▸ **Exercise tasks**
**1)** According to the news item on early ovarian cancer detection, why does the study look at CA 125 across a series of blood samples instead of judging one test as normal or abnormal? Answer in one to three sentences.
**2)** Summarize the news item on early ovarian cancer detection in two sentences.
**3)** Turn the paragraph of the news item on early ovarian cancer detection that begins "The CA 125 algorithm study is open" into a bulleted list that keeps its main facts.

▸ **Text passage**
────

News : 2016 : December

Sylvester Researcher Launches Study on Early Detection of Ovarian Cancer

Brian Slomovitz, M.D., co-leader of Sylvester Comprehensive Cancer Center’s Gynecologic Cancers Site Disease Group, is leading a new clinical study focused on the early detection of ovarian cancer in postmenopausal women. Ovarian cancer is rarely detected until it has reached an advanced stage because there are no clear early symptoms.

“If ovarian cancer could be detected at an early stage, before the malignant cells travel to other areas of the body, treatment would be far more effective and the survival rate would increase dramatically,” Slomovitz said.

The new study involves taking a new approach to testing for CA 125, a protein found in the blood. High levels of CA 125
typically indicate a greater risk for ovarian cancer. However, many noncancerous conditions can also increase the CA 125 level.

“Instead of evaluating the results of one CA 125 blood test as normal or abnormal, our study looks at how the level of CA 125 changes over time, using the Risk of Ovarian Cancer Algorithm,” Slomovitz said. “Taking a series of samples would allow researchers to see if CA 125 is rising, an early indicator of possible cancer.”

The CA 125 algorithm study is open to postmenopausal women between ages 50 and 74 who have at least one ovary, are cancer free, and meet the other criteria. Women at high risk for ovarian cancer with the known BRCA1 or BRCA2 genetic mutation are not eligible to participate.

────

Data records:

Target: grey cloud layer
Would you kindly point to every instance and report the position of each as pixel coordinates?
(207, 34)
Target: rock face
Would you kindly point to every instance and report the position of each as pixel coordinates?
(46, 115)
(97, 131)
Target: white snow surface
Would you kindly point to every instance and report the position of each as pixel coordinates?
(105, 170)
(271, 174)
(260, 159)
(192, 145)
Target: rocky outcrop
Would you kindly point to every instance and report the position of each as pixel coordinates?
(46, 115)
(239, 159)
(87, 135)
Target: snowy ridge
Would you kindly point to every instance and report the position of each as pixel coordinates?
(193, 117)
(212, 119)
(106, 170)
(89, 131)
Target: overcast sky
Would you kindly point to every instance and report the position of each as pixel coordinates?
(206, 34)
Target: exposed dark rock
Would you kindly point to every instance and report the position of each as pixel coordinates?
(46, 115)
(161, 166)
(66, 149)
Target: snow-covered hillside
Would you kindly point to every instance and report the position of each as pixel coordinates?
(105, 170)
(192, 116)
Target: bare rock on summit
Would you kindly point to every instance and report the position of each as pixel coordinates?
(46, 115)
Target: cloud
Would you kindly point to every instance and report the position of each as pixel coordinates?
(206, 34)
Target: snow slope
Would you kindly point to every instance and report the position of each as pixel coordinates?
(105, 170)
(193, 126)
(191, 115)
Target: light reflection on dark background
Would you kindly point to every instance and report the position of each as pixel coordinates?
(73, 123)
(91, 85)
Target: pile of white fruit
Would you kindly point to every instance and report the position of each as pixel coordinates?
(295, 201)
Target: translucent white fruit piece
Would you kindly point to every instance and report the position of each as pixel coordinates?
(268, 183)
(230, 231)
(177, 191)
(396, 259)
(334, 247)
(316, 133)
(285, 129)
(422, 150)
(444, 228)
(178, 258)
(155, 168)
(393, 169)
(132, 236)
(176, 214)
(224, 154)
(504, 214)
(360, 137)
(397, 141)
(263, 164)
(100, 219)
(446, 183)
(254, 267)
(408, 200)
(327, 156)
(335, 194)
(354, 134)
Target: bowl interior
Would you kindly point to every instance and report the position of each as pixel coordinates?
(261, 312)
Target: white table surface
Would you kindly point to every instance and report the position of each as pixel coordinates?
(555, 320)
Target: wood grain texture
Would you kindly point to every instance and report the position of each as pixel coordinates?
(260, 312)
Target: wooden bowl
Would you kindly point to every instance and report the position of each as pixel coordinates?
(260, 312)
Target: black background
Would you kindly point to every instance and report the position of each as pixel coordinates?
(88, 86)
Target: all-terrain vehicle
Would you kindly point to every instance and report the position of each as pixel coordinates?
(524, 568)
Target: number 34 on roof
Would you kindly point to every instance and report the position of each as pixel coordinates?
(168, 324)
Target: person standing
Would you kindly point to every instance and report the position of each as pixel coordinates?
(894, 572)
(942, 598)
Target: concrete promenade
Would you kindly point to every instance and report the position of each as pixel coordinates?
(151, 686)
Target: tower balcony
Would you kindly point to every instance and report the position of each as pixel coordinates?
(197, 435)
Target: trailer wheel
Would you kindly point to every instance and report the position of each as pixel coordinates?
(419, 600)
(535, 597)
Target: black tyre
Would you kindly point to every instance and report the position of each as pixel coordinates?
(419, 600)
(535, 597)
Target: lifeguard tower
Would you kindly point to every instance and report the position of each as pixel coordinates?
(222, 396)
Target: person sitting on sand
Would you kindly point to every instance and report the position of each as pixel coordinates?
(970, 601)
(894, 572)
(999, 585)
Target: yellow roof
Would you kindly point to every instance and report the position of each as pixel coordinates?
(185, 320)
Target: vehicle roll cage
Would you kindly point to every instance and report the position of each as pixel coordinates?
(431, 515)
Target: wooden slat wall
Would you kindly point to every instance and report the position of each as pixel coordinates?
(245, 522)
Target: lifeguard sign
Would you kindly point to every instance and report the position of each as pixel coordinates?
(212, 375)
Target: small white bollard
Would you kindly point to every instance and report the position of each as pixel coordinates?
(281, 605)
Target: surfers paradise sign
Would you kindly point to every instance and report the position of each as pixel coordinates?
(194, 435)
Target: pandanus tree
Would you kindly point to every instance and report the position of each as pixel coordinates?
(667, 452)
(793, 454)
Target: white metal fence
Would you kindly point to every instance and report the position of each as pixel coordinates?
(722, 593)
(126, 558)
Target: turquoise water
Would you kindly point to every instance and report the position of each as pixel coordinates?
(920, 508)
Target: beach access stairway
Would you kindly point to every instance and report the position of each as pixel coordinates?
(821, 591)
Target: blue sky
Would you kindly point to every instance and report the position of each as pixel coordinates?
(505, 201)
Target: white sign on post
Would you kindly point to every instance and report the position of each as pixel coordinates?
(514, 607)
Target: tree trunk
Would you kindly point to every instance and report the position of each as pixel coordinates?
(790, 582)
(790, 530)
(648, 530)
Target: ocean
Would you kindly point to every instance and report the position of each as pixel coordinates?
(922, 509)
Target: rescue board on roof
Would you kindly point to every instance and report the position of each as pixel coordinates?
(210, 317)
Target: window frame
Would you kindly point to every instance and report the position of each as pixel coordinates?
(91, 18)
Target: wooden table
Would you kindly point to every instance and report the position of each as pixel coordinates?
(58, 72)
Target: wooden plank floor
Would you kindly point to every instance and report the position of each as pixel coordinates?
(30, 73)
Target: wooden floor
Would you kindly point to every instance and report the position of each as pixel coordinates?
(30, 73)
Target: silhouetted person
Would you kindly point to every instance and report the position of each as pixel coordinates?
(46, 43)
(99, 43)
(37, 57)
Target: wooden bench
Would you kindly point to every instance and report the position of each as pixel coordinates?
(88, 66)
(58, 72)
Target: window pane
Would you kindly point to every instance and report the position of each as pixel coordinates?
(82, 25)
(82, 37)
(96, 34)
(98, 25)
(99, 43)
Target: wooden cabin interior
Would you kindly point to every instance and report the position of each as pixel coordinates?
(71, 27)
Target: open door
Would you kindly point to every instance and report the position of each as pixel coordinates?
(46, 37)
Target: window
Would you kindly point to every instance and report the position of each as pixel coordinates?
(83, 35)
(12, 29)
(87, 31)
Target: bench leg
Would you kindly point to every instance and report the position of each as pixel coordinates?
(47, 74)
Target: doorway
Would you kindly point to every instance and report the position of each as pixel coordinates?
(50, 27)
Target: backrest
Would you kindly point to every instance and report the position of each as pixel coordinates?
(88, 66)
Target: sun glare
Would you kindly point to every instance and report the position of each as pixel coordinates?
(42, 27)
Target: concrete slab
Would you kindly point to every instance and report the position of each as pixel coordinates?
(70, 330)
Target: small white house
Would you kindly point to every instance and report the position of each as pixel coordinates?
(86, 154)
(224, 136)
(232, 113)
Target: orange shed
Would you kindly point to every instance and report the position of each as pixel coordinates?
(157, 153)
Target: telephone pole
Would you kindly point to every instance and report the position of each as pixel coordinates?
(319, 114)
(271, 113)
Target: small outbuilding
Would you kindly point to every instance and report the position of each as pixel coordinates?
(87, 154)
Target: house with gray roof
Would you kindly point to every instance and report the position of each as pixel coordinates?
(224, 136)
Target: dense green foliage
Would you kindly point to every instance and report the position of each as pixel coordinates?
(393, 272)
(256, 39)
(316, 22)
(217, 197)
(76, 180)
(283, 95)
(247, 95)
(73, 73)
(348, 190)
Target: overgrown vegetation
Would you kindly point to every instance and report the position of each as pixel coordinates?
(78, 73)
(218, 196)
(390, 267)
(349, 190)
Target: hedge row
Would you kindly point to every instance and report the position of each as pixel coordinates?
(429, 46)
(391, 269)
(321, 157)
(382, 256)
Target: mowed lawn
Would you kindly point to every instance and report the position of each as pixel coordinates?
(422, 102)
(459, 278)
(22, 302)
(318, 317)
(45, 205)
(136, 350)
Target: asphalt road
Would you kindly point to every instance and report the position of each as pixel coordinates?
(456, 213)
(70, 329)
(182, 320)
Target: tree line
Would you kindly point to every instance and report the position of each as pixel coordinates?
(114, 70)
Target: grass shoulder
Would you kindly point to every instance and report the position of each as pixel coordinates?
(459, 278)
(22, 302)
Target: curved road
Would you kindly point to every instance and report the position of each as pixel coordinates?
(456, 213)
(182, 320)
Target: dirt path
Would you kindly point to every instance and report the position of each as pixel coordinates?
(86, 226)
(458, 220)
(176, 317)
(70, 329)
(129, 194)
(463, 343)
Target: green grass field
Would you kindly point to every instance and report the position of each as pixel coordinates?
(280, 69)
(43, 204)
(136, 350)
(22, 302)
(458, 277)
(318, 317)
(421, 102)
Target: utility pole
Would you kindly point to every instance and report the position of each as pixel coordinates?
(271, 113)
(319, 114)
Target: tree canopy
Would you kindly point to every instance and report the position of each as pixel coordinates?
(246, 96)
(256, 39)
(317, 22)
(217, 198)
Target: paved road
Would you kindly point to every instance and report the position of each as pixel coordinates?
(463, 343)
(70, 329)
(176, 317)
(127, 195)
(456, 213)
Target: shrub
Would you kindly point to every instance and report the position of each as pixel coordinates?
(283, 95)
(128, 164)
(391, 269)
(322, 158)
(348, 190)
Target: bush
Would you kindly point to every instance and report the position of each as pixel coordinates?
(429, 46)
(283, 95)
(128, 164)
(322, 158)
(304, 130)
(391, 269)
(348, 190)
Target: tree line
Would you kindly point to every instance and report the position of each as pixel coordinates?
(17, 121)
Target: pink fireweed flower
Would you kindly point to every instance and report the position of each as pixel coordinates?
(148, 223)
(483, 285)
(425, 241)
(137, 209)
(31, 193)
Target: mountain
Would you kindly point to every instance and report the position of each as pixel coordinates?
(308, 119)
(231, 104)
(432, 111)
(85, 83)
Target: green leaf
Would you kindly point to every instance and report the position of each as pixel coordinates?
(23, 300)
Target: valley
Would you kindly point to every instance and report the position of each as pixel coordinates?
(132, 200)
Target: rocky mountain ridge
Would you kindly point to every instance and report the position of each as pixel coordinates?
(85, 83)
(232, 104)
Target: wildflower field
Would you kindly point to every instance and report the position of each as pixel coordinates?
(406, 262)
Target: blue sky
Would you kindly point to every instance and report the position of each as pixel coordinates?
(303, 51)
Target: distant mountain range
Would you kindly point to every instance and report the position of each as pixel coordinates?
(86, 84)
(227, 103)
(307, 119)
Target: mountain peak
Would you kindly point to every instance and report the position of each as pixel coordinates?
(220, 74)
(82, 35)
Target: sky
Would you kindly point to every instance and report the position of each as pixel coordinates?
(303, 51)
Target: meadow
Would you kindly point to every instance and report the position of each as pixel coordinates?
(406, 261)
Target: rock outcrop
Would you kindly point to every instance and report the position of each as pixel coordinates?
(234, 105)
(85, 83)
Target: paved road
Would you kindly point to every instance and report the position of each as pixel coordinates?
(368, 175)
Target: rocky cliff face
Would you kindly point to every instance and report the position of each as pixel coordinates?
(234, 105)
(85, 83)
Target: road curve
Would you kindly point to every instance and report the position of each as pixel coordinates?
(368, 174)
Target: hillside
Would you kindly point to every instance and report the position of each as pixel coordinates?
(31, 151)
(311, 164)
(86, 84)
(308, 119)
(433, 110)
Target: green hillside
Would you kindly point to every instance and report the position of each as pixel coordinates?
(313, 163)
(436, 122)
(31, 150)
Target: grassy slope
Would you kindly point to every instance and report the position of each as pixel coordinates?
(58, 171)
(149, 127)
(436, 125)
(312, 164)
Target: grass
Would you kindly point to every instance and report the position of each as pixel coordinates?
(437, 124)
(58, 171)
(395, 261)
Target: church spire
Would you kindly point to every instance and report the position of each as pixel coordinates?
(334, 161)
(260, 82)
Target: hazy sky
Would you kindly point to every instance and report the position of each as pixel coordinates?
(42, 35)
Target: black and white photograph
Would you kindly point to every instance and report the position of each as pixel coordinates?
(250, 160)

────

▸ **Task-by-task outputs**
**1)** A series of samples lets researchers see whether the CA 125 level is rising. A rise is an early indicator of possible cancer.

**2)** Brian Slomovitz of Sylvester Comprehensive Cancer Center is leading a new clinical study on the early detection of ovarian cancer in postmenopausal women, since the disease is rarely caught before an advanced stage because there are no clear early symptoms. The study uses the Risk of Ovarian Cancer Algorithm to track how the blood protein CA 125 changes over time, and it is open to cancer-free postmenopausal women aged 50 to 74 who have at least one ovary, excluding those with a known BRCA1 or BRCA2 mutation.

**3)**
- Open to postmenopausal women between ages 50 and 74
- Participants must have at least one ovary
- Participants must be cancer free
- Participants must meet the other criteria
- Not eligible: women at high risk for ovarian cancer with a known BRCA1 or BRCA2 genetic mutation